> DIRECTIONS FOR THIS TASK: Reproduce verbatim the part of the entries that opens with the line containing "[point] at the overpass" and continues through the final line of the entries, including both of those lines.

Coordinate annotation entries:
=-=-=

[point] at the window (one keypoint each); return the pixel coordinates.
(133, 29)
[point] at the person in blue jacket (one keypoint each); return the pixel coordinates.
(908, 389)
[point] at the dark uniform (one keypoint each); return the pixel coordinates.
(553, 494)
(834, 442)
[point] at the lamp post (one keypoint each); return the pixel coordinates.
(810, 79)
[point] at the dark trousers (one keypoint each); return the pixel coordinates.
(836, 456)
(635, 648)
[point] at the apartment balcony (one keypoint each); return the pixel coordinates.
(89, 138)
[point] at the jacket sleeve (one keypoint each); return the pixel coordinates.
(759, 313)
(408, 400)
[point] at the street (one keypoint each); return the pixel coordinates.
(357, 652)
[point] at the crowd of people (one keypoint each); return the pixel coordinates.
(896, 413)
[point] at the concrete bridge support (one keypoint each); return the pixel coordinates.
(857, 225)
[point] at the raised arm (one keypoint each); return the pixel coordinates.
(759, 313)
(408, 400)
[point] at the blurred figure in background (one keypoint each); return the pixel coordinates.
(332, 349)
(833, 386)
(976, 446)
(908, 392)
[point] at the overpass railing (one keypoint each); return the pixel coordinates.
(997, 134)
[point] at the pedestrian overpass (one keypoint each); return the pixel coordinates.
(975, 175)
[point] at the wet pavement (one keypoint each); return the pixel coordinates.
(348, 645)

=-=-=

> RESPONSE TO THE EXERCISE:
[point] at the overpass railing (one keypoint each); return the pixel coordinates.
(997, 134)
[point] at the pedestrian overpass (one keypoint each); return the pixel coordinates.
(975, 175)
[point] at the wet pavement (one keypoint each); return the pixel coordinates.
(348, 645)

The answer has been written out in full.